Data extracted from a collection:
■ ■ ■
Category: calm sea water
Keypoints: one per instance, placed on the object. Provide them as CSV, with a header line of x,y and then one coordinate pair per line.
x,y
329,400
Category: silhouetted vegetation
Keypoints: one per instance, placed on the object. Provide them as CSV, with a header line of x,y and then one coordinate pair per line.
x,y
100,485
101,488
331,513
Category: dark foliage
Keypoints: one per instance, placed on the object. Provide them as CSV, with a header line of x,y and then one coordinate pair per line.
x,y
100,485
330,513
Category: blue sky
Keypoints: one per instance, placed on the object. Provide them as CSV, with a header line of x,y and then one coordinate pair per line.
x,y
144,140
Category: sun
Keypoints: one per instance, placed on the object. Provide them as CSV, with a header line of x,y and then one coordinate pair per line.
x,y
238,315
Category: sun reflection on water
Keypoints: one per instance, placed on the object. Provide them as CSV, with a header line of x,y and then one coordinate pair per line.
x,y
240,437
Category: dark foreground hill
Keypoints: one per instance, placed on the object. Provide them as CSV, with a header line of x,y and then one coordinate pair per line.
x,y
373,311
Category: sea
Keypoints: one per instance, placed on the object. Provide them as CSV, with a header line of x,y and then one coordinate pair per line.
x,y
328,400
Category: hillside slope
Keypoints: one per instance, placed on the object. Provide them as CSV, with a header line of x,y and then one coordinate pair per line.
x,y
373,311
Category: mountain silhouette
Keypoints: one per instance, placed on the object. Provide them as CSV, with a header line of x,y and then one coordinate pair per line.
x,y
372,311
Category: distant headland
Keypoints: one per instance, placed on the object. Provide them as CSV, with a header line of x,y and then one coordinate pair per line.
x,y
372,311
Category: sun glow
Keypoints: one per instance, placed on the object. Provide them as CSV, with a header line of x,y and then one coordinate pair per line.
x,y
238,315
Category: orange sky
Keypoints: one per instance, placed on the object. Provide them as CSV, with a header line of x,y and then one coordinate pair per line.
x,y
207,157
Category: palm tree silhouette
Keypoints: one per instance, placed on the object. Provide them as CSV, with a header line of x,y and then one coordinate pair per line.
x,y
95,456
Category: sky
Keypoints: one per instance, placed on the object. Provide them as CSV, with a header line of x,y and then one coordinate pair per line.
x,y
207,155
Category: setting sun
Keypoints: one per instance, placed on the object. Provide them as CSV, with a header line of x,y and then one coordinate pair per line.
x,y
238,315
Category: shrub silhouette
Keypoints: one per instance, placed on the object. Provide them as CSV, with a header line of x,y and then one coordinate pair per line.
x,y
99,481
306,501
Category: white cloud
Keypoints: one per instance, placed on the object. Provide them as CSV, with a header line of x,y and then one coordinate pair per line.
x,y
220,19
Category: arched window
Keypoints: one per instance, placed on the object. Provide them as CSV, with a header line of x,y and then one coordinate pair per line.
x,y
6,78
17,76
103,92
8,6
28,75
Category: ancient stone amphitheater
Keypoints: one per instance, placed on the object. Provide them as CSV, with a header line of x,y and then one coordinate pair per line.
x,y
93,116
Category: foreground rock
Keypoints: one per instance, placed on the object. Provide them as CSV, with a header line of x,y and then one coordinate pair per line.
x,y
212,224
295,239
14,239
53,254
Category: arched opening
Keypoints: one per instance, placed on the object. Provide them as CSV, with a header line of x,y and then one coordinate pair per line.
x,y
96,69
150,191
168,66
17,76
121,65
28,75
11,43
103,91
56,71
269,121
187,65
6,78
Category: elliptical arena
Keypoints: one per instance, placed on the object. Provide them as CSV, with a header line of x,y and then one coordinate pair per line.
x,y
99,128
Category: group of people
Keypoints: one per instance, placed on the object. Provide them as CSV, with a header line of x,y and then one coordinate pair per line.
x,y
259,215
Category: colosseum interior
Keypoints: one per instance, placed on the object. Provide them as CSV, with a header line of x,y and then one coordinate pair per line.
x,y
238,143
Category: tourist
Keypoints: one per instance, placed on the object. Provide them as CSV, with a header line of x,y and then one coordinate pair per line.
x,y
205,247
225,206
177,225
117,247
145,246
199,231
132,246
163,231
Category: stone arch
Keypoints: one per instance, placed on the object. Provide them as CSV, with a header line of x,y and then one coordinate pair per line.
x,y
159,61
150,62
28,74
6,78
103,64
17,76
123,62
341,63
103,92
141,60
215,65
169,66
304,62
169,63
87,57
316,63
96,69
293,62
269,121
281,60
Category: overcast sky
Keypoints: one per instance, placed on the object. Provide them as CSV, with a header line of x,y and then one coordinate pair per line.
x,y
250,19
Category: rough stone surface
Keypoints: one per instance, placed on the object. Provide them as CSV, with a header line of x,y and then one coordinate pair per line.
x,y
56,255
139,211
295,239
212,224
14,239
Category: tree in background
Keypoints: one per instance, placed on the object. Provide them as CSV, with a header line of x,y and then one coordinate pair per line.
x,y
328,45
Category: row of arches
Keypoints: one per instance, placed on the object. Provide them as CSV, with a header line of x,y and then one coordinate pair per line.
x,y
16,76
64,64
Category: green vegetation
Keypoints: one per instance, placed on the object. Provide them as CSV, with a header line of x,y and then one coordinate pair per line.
■ ■ ■
TASK STATEMENT
Whenever the word "dark" shows up in a line of the entries above, copy that line.

SOLUTION FOR THIS TASK
Category: dark foliage
Category: dark foreground hill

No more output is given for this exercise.